[START OF Text block]
Search code examples
scalaapache-sparkpysparkazure-synapse

PySpark Equivalent of synapsesql in ASA


When working with a Spark notebook for Azure Synapse Analytics (ASA), I can use Scala to save a CSV file as a table in a Dedicated SQL Pool with two simple statements:

%%spark
// [1] - https://spark.apache.org/docs/latest/sql-data-sources-load-save-functions.html
// [2] - https://learn.microsoft.com/en-us/azure/storage/blobs/data-lake-storage-introduction-abfs-uri
val testDF = spark.read.format("csv").option("header", "true").load(
    "abfss://[email protected]/TIOBE-azure-backup.csv"
);
// [3] - https://www.aizoo.info/post/dropping-a-sql-table-in-your-synapse-spark-notebooks
// [4] - https://stackoverflow.com/questions/67907984/write-data-to-sql-dw-from-apache-spark-in-azure-synapse
testDF.write.mode("overwrite").synapsesql("eary_dedicated_test_sql_pool.dbo.TIOBE_test");

Unfortunately, [3] from above seems to imply the synapsesql function does not exist for PySpark. Has this situation changed since Darren last updated his post?

NOTE: I do not want to mess with configurating the Azure Synapse Dedicated SQL Pool Connector for Apache Spark. My dedicated SQL pool is in the same workspace as my Spark Pool so I don't feel like I should have to hassle with configuring a bunch of authentication options:
https://learn.microsoft.com/en-us/azure/synapse-analytics/spark/synapse-spark-sql-pool-import-export?tabs=scala%2Cscala1%2Cscala2%2Cscala3%2Cscala4%2Cscala5

EDIT: The following pyspark code gives me
"AttributeError: 'DataFrameWriter' object has no attribute 'synapsesql' "
[END OF Text block]
[START OF Extracted material]
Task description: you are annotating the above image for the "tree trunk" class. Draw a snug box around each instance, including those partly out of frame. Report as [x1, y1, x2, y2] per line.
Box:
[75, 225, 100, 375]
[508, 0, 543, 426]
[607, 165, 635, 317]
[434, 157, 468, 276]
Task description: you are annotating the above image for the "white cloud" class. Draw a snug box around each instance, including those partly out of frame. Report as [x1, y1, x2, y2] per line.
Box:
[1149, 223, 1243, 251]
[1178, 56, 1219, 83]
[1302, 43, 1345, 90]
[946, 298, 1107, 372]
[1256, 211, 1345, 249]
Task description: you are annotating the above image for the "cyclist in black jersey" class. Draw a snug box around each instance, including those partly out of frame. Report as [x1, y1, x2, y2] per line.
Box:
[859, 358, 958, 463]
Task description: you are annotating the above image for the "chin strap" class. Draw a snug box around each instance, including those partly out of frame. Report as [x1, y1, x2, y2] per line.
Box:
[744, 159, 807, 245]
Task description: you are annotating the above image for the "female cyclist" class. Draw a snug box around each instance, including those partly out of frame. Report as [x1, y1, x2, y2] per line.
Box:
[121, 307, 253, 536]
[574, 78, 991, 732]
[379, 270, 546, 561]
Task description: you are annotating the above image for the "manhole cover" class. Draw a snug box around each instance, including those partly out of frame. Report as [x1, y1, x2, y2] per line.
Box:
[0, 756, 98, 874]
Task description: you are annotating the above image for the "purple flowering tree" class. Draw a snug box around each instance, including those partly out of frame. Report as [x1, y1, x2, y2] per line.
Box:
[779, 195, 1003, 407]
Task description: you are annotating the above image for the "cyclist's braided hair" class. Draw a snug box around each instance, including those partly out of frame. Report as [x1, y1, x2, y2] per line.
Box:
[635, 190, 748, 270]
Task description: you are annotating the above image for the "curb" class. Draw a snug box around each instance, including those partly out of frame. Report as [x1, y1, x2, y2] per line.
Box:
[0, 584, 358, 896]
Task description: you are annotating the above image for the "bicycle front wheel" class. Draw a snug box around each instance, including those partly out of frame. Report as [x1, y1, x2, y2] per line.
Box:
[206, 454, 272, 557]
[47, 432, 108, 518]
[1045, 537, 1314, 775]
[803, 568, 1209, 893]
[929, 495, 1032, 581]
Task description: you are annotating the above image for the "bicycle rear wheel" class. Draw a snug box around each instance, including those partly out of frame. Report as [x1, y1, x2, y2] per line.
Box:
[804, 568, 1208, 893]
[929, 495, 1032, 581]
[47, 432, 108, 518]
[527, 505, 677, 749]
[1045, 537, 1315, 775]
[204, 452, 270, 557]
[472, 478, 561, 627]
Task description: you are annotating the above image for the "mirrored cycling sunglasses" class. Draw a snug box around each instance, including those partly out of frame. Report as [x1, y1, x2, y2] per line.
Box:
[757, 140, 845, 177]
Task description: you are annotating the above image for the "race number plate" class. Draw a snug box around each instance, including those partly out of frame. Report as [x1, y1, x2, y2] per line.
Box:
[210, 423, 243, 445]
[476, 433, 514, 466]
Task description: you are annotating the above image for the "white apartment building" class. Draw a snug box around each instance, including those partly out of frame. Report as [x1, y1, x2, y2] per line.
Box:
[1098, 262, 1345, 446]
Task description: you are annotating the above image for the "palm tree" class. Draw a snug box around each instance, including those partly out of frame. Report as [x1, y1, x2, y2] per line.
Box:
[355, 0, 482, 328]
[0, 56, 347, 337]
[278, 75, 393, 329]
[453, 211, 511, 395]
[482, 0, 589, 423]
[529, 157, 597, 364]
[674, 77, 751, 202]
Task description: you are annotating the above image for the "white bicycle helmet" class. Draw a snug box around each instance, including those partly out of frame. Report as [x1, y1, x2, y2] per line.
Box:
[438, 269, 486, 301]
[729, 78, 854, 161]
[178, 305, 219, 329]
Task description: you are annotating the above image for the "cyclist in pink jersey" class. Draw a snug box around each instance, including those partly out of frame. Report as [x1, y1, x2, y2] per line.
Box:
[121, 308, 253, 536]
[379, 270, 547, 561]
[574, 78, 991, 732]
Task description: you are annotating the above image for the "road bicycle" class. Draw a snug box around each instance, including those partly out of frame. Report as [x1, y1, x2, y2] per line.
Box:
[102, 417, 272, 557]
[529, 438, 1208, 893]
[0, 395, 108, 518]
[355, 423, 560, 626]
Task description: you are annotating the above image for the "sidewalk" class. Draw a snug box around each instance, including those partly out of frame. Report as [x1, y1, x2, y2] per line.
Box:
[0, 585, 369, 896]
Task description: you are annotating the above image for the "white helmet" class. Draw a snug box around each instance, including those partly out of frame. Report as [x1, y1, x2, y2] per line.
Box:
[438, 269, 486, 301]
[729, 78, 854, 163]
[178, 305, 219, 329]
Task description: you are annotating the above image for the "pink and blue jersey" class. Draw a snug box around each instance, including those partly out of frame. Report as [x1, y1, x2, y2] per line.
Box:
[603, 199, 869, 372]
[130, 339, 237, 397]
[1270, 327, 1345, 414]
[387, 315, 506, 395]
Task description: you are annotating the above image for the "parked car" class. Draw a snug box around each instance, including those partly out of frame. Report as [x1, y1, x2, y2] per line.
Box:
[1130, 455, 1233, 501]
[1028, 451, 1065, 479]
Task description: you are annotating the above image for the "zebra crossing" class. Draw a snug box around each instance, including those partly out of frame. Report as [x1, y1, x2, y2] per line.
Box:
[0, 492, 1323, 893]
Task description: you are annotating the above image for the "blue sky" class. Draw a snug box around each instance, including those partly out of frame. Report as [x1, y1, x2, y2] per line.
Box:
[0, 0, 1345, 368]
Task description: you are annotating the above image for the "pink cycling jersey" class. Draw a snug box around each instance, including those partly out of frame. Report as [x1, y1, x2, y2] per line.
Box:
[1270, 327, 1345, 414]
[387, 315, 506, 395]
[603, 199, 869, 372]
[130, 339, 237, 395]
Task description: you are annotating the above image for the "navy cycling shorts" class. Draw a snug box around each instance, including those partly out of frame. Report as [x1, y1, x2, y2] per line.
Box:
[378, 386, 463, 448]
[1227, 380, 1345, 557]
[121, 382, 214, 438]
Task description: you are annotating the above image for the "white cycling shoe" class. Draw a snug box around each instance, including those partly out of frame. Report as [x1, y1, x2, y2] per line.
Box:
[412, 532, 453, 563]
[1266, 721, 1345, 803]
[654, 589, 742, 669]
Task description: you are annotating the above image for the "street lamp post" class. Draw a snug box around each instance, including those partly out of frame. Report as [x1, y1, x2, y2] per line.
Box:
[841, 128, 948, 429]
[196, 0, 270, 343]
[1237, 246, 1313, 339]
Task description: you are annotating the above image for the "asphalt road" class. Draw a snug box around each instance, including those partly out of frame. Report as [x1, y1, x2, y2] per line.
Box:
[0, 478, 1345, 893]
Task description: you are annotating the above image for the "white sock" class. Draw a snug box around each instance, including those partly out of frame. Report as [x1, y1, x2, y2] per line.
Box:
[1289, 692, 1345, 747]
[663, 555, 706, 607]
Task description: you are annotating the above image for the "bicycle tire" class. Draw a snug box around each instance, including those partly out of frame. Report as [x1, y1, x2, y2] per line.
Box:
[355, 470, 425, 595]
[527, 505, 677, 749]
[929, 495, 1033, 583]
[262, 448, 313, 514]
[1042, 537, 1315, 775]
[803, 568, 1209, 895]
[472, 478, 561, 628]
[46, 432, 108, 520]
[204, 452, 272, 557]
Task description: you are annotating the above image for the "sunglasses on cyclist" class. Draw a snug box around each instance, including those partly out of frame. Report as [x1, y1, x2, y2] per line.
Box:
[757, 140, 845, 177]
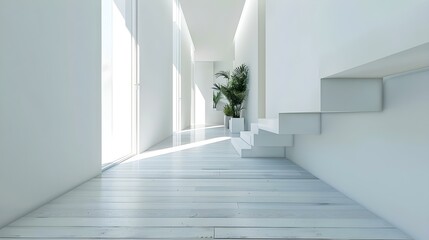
[END OF Extracted material]
--- Problem requirements ---
Copy out the stretch from "Unfortunately, [3] from" through "updated his post?" in the thread on the PySpark equivalent of synapsesql, replacing "function" with "method".

--- Solution to this task ---
Unfortunately, [3] from above seems to imply the synapsesql method does not exist for PySpark. Has this situation changed since Darren last updated his post?